1 In this system, when is the equilibrium point and what does it mean?
1.1 Front
In this system, when is the equilibrium point and what does it mean?
1.2 Back
It’s at \(x=0\), and it’s the point where the spring is relaxed, which means that it is exerting no force.
2 Which is the differential equation for this system?
2.1 Front
Which is the differential equation for this system?
2.2 Back
\(m \ddot{x} = F_{\text{spr}} + F_{\text{ext}}\)
3 Describe the model of the force of a spring
3.1 Front
Describe the model of the force of a spring
Looking for the simplest valid in general
3.2 Back
Is characterized by the fact that is depends only on position
- \(x \gt 0 \implies F_{\text{spr}}(x) \lt 0\)
- \(x = 0 \implies F_{\text{spr}}(x) = 0\)
- \(x \lt 0 \implies F_{\text{spr}}(x) \gt 0\)
Using the tangent line approximation
\(F_{\text{spr}}(x) = -kx\), where \(k \gt 0\)
It’s call Hooke’s Law, and \(k\) is called the spring constant
4 How can we model friction that it depends only on the velocity of the mass (no position)?
4.1 Front
How can we model friction that it depends only on the velocity of the mass (no position)?
4.2 Back
Using a dashpot, that is a cylinder filled with oil and a pistol moves through.
\(F_{\text{dash}} = f(\dot{x})\), it opposes the velocity
- \(\dot{x} \gt 0 \implies F_{\text{dash}} \lt 0\)
- \(\dot{x} = 0 \implies F_{\text{dash}} = 0\)
- \(\dot{x} \lt 0 \implies F_{\text{dash}} \gt 0\)
\(F_{\text{dash}}(\dot{x}) = -b \dot{x}\)
This is called linear damping and \(b\) is called the damping constant
5 What is a linear damping?
5.1 Front
What is a linear damping?

* **Given information**
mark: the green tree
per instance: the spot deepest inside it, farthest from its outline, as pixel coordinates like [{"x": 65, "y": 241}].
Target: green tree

* **Instruction 1**
In the spring-mass notes, rewrite the paragraph beginning "It’s at \(x=0\)" as a short list that keeps its main facts.
* **Instruction 2**
Carry on the spring-mass notes from the last line shown, writing the next part in the same format.
The lines are separate material, unrelated to the spring-mass notes.

* **Exercise answer 1**
- The equilibrium point is at \(x=0\).
- At that point the spring is relaxed.
- The spring therefore exerts no force there.

* **Exercise answer 2**
5.2 Back
It’s a simple model of friction that depends only on the velocity of the mass, not position
\(F_{\text{dash}}(\dot{x}) = -b \dot{x}\), where \(b\) is the damping constant
6 Write the differential equation which model this figure?
6.1 Front
Write the differential equation which model this figure?
6.2 Back
- \(m \ddot{x} = F_{\text{spr}}(x) + F_{\text{damp}}(\dot{x}) + F_{\text{ext}}\)
- \(m \ddot{x} + b\dot{x} + kx = F_{\text{ext}}\)
7 What is the Hooke’s law?
7.1 Front
What is the Hooke’s law?
7.2 Back
It’s the law which model the force of a spring which depends only on the position of the mass
\(F_{\text{spr}}(x) = -k x\)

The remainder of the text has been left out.